## Written task
Locate each line in the listing below that contains the word "bridge", and copy those lines out in full.

## Record extracts
--
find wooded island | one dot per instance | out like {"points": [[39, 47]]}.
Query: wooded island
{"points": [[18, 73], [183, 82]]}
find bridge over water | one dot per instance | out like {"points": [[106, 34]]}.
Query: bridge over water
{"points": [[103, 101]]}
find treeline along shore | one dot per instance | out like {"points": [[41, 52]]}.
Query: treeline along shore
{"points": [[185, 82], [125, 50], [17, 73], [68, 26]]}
--
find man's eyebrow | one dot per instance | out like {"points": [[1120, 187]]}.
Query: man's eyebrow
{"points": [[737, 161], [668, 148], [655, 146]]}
--
## Task answer
find bridge over water | one dot per instance | out like {"points": [[106, 34]]}.
Query: bridge over water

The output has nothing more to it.